Objective :: Return every one of the records below word for word, with no changes.

>>>>

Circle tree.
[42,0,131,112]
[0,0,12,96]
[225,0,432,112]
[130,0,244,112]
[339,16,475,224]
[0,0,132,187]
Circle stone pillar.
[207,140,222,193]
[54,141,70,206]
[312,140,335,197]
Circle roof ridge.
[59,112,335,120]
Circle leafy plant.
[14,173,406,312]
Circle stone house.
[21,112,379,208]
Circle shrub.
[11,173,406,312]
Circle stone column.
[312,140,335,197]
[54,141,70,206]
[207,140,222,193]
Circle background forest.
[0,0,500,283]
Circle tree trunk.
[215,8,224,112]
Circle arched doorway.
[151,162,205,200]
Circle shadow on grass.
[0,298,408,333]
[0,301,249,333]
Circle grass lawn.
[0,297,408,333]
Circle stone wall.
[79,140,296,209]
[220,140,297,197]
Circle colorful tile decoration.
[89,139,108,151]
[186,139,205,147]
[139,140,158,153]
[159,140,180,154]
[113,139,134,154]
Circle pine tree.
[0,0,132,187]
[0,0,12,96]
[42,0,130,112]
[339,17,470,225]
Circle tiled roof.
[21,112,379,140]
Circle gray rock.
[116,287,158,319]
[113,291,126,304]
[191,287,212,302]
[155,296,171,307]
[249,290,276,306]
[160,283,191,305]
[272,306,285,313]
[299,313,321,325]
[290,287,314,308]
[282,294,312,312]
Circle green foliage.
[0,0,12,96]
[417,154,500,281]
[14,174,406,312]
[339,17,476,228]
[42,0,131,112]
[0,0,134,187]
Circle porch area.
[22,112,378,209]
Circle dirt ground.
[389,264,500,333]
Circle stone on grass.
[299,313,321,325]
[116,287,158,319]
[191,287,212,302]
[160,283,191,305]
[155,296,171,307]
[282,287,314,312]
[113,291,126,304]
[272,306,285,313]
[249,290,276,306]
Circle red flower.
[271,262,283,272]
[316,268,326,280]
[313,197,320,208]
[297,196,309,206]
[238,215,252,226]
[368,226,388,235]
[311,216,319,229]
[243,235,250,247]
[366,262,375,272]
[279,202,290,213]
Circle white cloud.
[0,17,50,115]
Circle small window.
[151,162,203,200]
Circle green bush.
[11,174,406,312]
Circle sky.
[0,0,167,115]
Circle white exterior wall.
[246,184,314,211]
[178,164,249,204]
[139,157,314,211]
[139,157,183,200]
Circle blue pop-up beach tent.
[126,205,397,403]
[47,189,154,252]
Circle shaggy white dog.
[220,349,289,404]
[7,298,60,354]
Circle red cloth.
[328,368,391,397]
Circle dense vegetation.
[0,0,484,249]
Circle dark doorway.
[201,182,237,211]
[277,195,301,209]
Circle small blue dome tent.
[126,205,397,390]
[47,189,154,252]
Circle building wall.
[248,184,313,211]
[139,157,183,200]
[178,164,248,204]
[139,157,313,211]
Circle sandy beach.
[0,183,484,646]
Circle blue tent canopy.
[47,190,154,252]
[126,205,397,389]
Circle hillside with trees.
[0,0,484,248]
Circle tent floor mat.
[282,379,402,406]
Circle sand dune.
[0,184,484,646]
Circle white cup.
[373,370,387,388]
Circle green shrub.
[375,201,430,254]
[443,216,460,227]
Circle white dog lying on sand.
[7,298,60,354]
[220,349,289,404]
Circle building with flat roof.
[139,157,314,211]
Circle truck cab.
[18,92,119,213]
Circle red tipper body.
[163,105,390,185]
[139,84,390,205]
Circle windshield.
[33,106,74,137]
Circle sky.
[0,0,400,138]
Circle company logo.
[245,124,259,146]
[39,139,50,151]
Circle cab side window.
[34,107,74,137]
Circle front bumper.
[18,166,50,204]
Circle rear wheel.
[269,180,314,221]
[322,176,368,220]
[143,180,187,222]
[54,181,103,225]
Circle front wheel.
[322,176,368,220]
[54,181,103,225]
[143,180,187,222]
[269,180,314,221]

<<<<

Result for this task ::
Circle tree.
[42,0,131,112]
[0,0,12,96]
[225,0,432,112]
[130,0,244,112]
[339,16,475,224]
[0,0,132,187]
Circle stone pillar.
[207,140,222,193]
[54,141,70,206]
[312,140,335,197]
Circle roof ridge.
[59,112,335,120]
Circle leafy plant.
[14,173,406,312]
Circle stone house.
[21,112,379,208]
Circle shrub.
[11,173,406,312]
Circle stone column.
[312,140,335,197]
[54,141,70,206]
[207,140,222,193]
Circle background forest.
[0,0,500,283]
Circle tree trunk.
[215,8,224,112]
Circle arched doorway.
[151,162,205,200]
Circle shadow on grass.
[0,298,408,333]
[0,301,249,333]
Circle grass lawn.
[0,297,408,333]
Circle stone wall.
[79,140,296,209]
[220,140,297,197]
Circle colorful tile decoration.
[89,139,108,151]
[186,139,205,147]
[139,140,158,153]
[159,140,180,154]
[113,139,134,154]
Circle pine tree.
[0,0,132,187]
[0,0,12,96]
[42,0,130,112]
[339,17,470,225]
Circle tiled roof.
[21,112,379,140]
Circle gray rock.
[116,287,158,319]
[113,291,126,304]
[191,287,212,302]
[155,296,171,307]
[249,290,276,306]
[160,283,191,305]
[272,306,285,313]
[299,313,321,325]
[290,287,314,308]
[282,294,312,312]
Circle green foliage.
[0,0,12,96]
[417,154,500,281]
[14,174,406,312]
[339,17,476,228]
[42,0,131,112]
[0,0,134,187]
Circle porch area.
[22,112,378,209]
Circle dirt ground.
[389,264,500,333]
Circle stone on grass.
[299,313,321,325]
[116,287,158,319]
[191,287,212,302]
[160,283,191,305]
[155,296,171,307]
[282,287,314,312]
[113,291,126,304]
[272,306,285,313]
[249,290,276,306]
Circle red flower.
[271,262,283,272]
[316,268,326,280]
[313,197,320,208]
[297,196,309,206]
[238,215,252,226]
[368,226,388,235]
[311,216,319,229]
[243,235,250,247]
[366,262,375,272]
[279,202,290,213]
Circle white cloud.
[0,17,50,115]
Circle small window.
[151,162,203,200]
Circle green bush.
[11,174,406,312]
Circle sky.
[0,0,167,115]
Circle white exterior wall.
[246,184,314,211]
[178,164,249,204]
[139,157,314,211]
[139,157,183,200]
Circle blue pop-up beach tent.
[126,205,397,403]
[47,189,154,252]
Circle shaggy white dog.
[220,349,289,404]
[7,298,60,354]
Circle red cloth.
[328,368,391,397]
Circle dense vegetation.
[0,0,484,249]
Circle dark doorway.
[201,182,237,211]
[277,195,301,209]
Circle small blue dome tent.
[126,205,397,390]
[47,189,154,252]
Circle building wall.
[248,184,313,211]
[139,157,183,200]
[178,164,248,204]
[139,157,313,211]
Circle sandy beach.
[0,183,484,646]
Circle blue tent canopy.
[47,190,154,252]
[126,205,397,389]
Circle hillside with trees.
[0,0,484,248]
Circle tent floor mat.
[282,379,402,406]
Circle sand dune.
[0,184,484,646]
Circle white cup.
[373,370,387,388]
Circle green shrub.
[375,201,430,254]
[443,216,460,227]
Circle white dog lying on sand.
[7,298,60,354]
[220,349,289,404]
Circle building with flat roof.
[139,157,314,211]
Circle truck cab.
[18,92,119,213]
Circle red tipper body.
[163,105,390,185]
[139,84,390,205]
Circle windshield.
[33,106,74,137]
Circle sky.
[0,0,400,138]
Circle company logo.
[245,124,259,146]
[39,139,50,151]
Circle cab side window.
[34,107,74,137]
Circle front bumper.
[18,166,50,204]
Circle rear wheel.
[269,180,314,221]
[322,176,368,220]
[143,180,187,222]
[54,181,103,225]
Circle front wheel.
[322,176,368,220]
[54,181,103,225]
[143,180,187,222]
[269,180,314,221]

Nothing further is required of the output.